== Problem ==
Set all the material down again unchanged, without the pictures.

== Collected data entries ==

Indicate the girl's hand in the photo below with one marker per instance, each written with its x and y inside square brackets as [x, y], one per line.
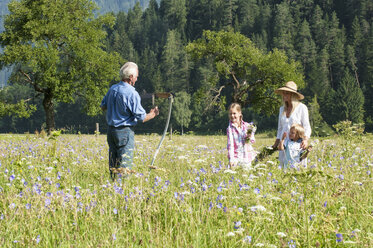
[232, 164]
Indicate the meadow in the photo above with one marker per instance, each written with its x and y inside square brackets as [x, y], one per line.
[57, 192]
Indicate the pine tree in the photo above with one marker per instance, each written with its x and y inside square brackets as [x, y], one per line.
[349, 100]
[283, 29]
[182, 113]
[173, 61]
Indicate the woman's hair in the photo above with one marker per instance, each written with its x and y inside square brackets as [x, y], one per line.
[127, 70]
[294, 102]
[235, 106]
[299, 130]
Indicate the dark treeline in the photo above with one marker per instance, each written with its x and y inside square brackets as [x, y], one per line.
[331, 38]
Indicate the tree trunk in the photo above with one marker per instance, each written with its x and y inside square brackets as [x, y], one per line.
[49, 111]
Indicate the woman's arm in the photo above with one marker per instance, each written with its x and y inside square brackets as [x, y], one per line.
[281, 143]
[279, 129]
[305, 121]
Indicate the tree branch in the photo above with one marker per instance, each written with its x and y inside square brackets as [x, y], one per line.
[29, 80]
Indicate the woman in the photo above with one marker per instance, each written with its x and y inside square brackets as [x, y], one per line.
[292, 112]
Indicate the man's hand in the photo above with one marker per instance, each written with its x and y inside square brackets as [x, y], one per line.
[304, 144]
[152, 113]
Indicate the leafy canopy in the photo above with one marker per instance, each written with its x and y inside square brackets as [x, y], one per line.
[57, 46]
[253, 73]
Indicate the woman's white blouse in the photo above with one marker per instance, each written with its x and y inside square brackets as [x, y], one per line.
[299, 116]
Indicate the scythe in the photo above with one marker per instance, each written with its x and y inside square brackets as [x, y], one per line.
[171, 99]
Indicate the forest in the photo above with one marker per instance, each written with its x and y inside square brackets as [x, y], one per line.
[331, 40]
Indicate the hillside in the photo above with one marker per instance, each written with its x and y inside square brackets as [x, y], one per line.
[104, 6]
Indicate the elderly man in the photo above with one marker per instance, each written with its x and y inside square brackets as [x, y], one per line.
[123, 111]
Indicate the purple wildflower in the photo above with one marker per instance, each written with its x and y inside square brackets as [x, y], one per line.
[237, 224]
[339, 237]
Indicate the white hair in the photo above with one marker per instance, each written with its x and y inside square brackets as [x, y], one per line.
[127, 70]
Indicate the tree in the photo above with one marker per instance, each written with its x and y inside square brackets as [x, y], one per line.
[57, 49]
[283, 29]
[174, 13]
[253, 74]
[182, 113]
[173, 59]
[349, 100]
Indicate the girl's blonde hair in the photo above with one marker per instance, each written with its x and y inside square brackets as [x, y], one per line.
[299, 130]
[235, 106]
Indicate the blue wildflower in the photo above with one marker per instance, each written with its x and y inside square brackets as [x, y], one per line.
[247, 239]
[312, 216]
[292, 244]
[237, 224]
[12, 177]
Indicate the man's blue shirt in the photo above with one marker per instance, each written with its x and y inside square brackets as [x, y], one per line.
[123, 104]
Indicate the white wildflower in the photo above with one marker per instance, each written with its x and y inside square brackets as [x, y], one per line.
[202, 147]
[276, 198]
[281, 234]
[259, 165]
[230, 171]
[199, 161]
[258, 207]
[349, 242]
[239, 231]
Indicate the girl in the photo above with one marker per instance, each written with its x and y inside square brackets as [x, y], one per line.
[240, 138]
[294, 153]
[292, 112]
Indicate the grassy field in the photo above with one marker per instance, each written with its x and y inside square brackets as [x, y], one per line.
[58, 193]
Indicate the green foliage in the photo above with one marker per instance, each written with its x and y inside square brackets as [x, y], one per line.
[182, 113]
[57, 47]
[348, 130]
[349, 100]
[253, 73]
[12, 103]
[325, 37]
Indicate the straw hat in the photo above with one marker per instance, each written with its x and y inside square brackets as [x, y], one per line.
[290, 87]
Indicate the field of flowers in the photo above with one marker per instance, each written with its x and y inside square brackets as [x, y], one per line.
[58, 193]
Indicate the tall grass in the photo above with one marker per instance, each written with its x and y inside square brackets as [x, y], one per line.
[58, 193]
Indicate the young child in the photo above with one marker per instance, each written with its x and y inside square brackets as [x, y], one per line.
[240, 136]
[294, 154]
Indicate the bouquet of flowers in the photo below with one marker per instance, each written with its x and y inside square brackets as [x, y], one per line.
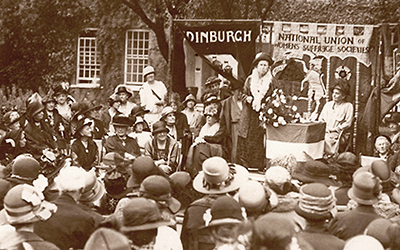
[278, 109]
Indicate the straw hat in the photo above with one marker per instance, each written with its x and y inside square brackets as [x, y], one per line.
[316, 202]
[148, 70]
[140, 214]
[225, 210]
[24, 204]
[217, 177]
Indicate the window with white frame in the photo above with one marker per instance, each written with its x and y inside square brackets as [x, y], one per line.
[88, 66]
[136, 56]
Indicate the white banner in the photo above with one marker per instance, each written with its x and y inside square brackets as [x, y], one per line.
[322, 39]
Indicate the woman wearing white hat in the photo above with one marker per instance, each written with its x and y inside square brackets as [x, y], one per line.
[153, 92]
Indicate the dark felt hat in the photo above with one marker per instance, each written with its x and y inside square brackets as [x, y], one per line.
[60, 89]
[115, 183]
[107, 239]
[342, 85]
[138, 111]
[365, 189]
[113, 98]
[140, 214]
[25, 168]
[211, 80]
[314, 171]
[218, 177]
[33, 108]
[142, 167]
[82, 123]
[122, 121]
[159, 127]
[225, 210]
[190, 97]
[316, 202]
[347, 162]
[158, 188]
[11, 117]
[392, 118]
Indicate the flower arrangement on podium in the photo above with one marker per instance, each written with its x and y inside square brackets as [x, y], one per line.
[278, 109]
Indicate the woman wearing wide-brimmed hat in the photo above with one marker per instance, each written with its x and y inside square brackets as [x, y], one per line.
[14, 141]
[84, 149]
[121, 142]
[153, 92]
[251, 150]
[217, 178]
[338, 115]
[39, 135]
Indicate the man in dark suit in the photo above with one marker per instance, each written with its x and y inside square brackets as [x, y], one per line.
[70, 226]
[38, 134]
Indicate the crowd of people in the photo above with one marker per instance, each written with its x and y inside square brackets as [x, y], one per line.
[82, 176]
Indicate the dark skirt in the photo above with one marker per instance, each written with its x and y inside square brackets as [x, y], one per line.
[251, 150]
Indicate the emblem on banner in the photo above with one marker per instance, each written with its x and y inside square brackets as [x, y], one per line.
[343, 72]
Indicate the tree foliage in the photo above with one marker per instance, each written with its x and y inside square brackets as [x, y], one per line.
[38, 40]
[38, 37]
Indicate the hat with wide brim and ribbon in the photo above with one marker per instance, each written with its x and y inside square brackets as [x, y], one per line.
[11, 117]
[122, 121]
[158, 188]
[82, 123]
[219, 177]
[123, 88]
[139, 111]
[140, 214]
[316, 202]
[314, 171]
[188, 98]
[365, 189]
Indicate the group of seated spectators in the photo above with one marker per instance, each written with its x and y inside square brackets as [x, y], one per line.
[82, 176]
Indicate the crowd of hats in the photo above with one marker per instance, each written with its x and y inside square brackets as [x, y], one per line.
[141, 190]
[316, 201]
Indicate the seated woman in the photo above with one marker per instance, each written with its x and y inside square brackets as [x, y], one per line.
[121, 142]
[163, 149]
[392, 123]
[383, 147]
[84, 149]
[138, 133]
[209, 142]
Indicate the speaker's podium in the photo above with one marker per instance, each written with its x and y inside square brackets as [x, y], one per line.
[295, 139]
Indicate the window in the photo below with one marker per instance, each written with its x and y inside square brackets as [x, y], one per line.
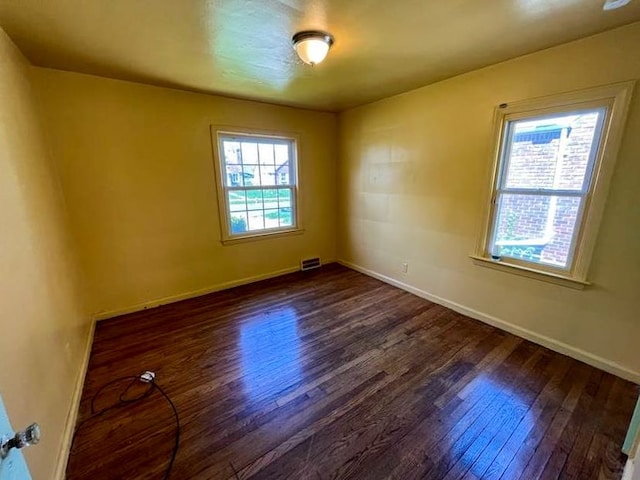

== Worked answer ==
Indicate the girl's hand in the photo below with one marker per instance, each written with its x and y inside square brackets as [x, y], one per line.
[232, 164]
Indicate the meadow in the photo above with one marker per instance, each written with its x and y inside square brackets as [x, y], one per line.
[57, 192]
Indicate the pine tree in the photo above with one marker per instance, each written with its x and y inside square brackets as [x, y], one per line.
[349, 100]
[283, 29]
[182, 113]
[173, 61]
Indicate the woman's hair in the photo above with one marker per instance, each written with its x and y inside square brackets as [x, y], one per line.
[127, 70]
[294, 102]
[235, 106]
[299, 130]
Indicate the dark treeline in the photo above with one marker per instance, each written with its x and y inside square brackets as [x, y], one per line.
[331, 38]
Indicate the tree trunk in the photo above with one marker per instance, each written with its x and y inside square brackets as [x, y], one per line.
[49, 111]
Indicate the woman's arm in the photo above with one marker per instance, each written with its x and y inside square brackets as [x, y], one per line.
[281, 143]
[279, 129]
[305, 121]
Indicate the tree branch in the photo above with one marker per instance, each written with its x and y inside square brackets as [x, y], one per line.
[29, 80]
Indicate the woman in the photo above with one marker per instance, each written with its x and y inside square brackets as [x, y], one per line.
[292, 112]
Indicate the man's hand in the photo above with one marker per instance, each written with its x and y inside square brackets as [x, y], one per line.
[304, 144]
[152, 113]
Indicate the leafy canopy in the photo above with one marker per instance, each written with its x and y inside square brackets as [x, y], one per line.
[57, 46]
[253, 73]
Indicate the woman's white blouse in the photo above with one marker per instance, each written with its x and y inside square brackets as [x, y], one per line.
[299, 116]
Indicate the scythe in the photo above with one marker per instance, each written with its x and y inside square brackets as [x, y], one per line.
[171, 99]
Indicate the forest in the photo above with one marker per instance, each written with its x and y inside square brackets as [x, y], one per line.
[331, 40]
Indicate the hillside in the photo above with one marker per instance, each written with its x and y inside square brackets as [x, y], one per line.
[104, 6]
Indicate the elderly man in the photo above with one marker per instance, each written with its x and y inside square brackets as [x, y], one per line.
[123, 111]
Indicate the purple wildflower in the photo above with one marker per instance, each written with its x and y inside square brackets as [x, y], one per line.
[237, 224]
[339, 237]
Indicate the white hair in the photo above with one marker per instance, each written with its x and y inside square brackets as [x, y], one per line.
[127, 70]
Indicate the tree in the photo above with one marker per instance, each written with its x and y inside square brackets as [x, y], one per line.
[57, 49]
[283, 29]
[174, 13]
[253, 74]
[182, 113]
[173, 59]
[349, 100]
Indicate the girl's blonde hair in the photo above with one marker per instance, each written with its x and y inside square brackets as [x, y], one per line.
[299, 130]
[235, 106]
Indicate the blue wildflower in the photo above with one marker per instance, each written with its x and y inside square brackets as [x, y], one per line.
[247, 239]
[312, 216]
[292, 244]
[237, 224]
[12, 177]
Indicate the man's blue shirt in the photo above with one marker per instance, each written with its x and y inside square brackets as [x, y], one per line.
[123, 104]
Indicate the white wildflower in the photo above with one marker per instance, each written with its x and y inside square brackets as [x, y], one per line.
[202, 147]
[276, 198]
[281, 234]
[259, 165]
[230, 171]
[199, 161]
[258, 207]
[349, 242]
[239, 231]
Indicate the girl in the photo above with one marker per instance, each written with its x and y inside square brackets as [x, y], one per line.
[240, 138]
[294, 153]
[292, 112]
Indicate the grassy field in the photo above with one marker per instance, each written with its x and y inside square brackets as [x, y], one per line.
[58, 193]
Indicate the green foliage in the photo above with one marker per instance, each written with its x and y inside square brackets as [x, y], one per line.
[182, 113]
[57, 47]
[348, 130]
[349, 100]
[253, 73]
[12, 103]
[325, 37]
Indicate the straw hat in the photo above with one marker per instance, each written with its x and y inside square brackets as [x, y], one per line.
[290, 87]
Indicate the field of flowers in the photo above with one marker per instance, each written with its x and y inside square brackets as [x, y], one per line.
[58, 193]
Indicate the tall grass in the photo above with one marker per instance, each written with its x and y inside square brackets as [x, y], one per line.
[58, 193]
Indicate the young child in the photo above with one marker per instance, each written with its x and y inside square brackets as [x, y], one per line.
[240, 136]
[294, 154]
Indicate the bouquet of flowers in the photo below with one marker per instance, each written with its x and y inside square brackets as [x, y], one per line.
[278, 109]
Indicate the straw hat in the photo above with one marker per instance, each written with its x and y inside square brackets as [x, y], one per line.
[316, 202]
[148, 70]
[140, 214]
[225, 210]
[24, 204]
[217, 177]
Indicate the window with white frame in the photo above with one marker per instance, each written with its x and y inside square brackets as [x, y], one per line.
[88, 66]
[136, 56]
Indicate the white banner in the photo above with one marker per instance, each written with its x and y inside square brackets as [x, y], one per line.
[322, 39]
Indicate the woman wearing white hat in the photo above with one marker per instance, each written with its x and y inside square brackets as [x, y], one per line.
[153, 92]
Indicate the dark felt hat in the photo above with one marker per instance, each written with its x and y inside square brackets as [x, y], one per line.
[60, 89]
[115, 183]
[107, 239]
[342, 85]
[138, 111]
[365, 189]
[113, 98]
[140, 214]
[25, 168]
[211, 80]
[314, 171]
[218, 177]
[33, 108]
[142, 167]
[82, 123]
[122, 121]
[159, 127]
[225, 210]
[190, 97]
[316, 202]
[347, 162]
[158, 188]
[11, 117]
[392, 118]
Indicate the flower arrangement on podium in the photo above with one marker per instance, each written with its x and y inside square brackets as [x, y], one per line.
[278, 109]
Indicate the woman wearing wide-brimmed hat in the photo above with one marker per instance, each written with its x and y inside square brackets as [x, y], one per line.
[14, 141]
[84, 149]
[121, 142]
[153, 92]
[251, 150]
[217, 178]
[338, 115]
[39, 135]
Indicate the man in dark suit in the photo above with one marker per instance, each written with its x and y inside square brackets as [x, y], one per line.
[70, 226]
[38, 134]
Indicate the crowd of people in the photo above with one marker per instance, each written with its x and y inside square brackets as [x, y], one per line.
[82, 176]
Indicate the dark skirt in the photo above with one marker per instance, each written with its x and y inside square brackets as [x, y], one per line.
[251, 150]
Indicate the emblem on banner in the photo above with one marker per instance, each written with its x and y inside square brackets as [x, y], one per line.
[343, 72]
Indicate the tree foliage in the photo above with one marker per instance, each written with its x and y inside square brackets as [x, y], one per line.
[38, 40]
[38, 37]
Indicate the hat with wide brim and ribbon in the photo above with one marker per instance, each written with its x and y inside square brackets as [x, y], one per line.
[11, 117]
[122, 121]
[158, 188]
[82, 123]
[219, 177]
[123, 88]
[139, 111]
[140, 214]
[316, 202]
[314, 171]
[188, 98]
[365, 189]
Indicate the group of seated spectators in the photo above with one marker per instance, each written with its x and y inside square brackets as [x, y], one per line.
[82, 176]
Indicate the crowd of hats in the photo above with one marker per instance, each written with its x and y inside square brackets as [x, y], one per line.
[141, 190]
[316, 201]
Indicate the seated woman in the photo above with one marker per instance, each written with its x and y inside square brackets as [x, y], one per line.
[121, 142]
[163, 149]
[392, 123]
[383, 147]
[84, 149]
[138, 133]
[209, 142]
Indicate the speaker's podium in the photo above with one marker per instance, each written with its x and y inside square brackets as [x, y], one per line.
[295, 139]
Indicate the window in the photo below with one marker per instance, each written with its x and y inside square brackets as [x, y], one per line.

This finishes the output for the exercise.